***** Information given *****

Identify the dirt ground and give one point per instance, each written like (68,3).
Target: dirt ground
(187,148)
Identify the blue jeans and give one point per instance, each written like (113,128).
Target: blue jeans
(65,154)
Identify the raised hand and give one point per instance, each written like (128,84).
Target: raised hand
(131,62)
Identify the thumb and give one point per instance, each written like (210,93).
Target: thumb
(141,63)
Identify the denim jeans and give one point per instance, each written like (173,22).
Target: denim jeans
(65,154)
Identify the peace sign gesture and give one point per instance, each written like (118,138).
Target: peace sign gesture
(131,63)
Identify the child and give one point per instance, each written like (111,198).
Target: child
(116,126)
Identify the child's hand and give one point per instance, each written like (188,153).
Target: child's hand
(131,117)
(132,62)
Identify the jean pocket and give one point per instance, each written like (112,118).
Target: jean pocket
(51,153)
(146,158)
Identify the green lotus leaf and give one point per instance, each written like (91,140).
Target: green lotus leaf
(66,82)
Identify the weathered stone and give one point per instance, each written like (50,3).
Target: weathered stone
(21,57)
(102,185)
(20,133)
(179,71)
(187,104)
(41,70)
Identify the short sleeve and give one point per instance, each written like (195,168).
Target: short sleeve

*****
***** Information given *****

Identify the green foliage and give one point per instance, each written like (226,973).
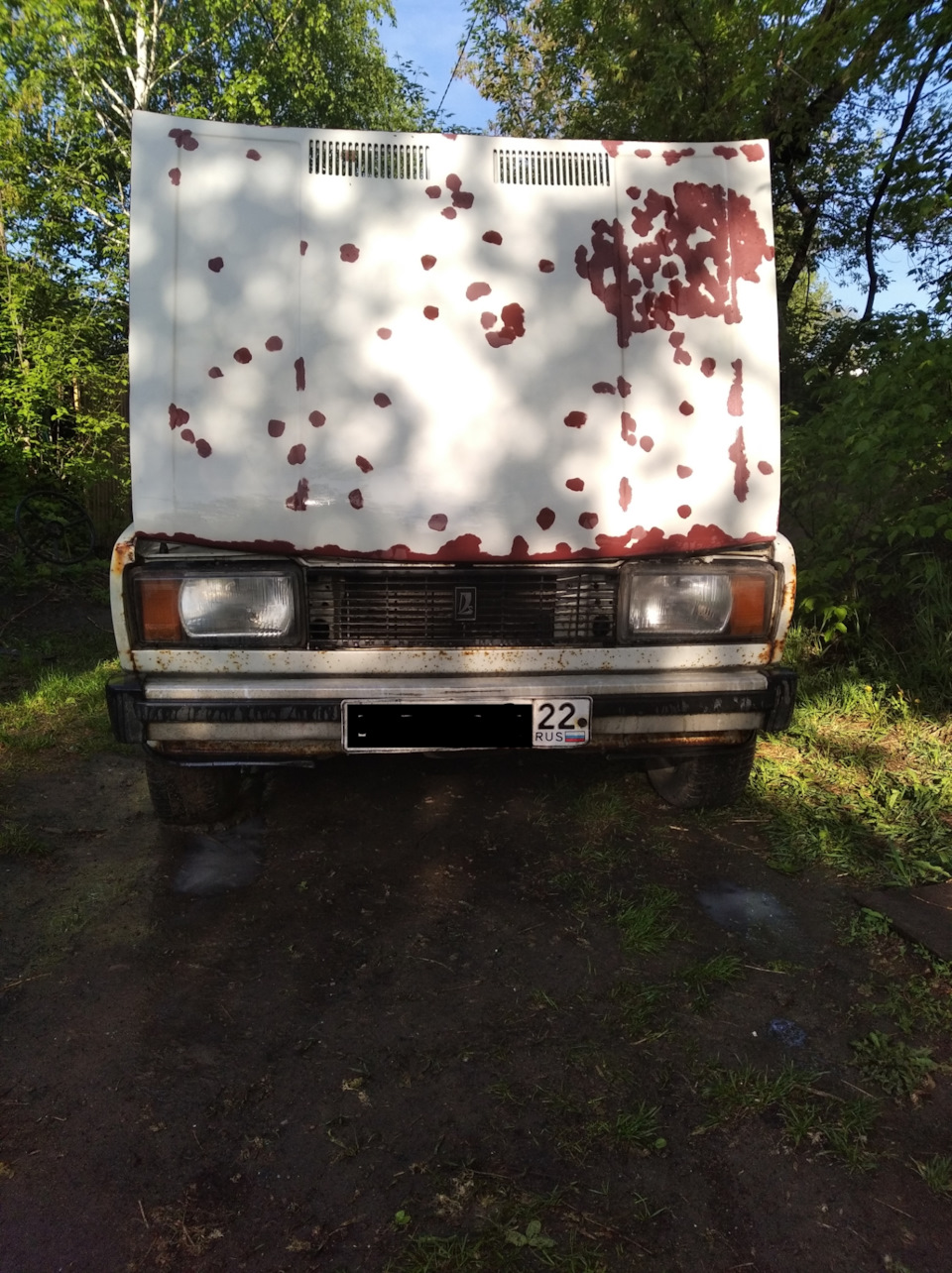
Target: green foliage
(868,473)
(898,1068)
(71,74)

*****

**Given request**
Copy out the records word for word, beginning at the line that contains "Identify the child and" and ending after the line that contains "Target: short sleeve".

**Right answer**
Identify the child and give one point per instance, each written like (111,198).
Target: child
(116,126)
Identify the child's hand and give one point per instance, each written like (188,153).
Target: child's hand
(131,117)
(132,62)
Identify the jean pocket and give one point per instance, each written like (112,118).
Target: jean pocket
(51,153)
(146,158)
Identify the green lotus leaf and give one point per instance, each written like (91,140).
Target: green lotus leaf
(66,82)
Identify the weathered stone and give one point per instance, each written like (50,3).
Target: weathered stone
(21,57)
(102,185)
(20,133)
(179,71)
(187,104)
(41,70)
Identify the short sleeve and give one point per instance, each written like (195,168).
Target: short sleeve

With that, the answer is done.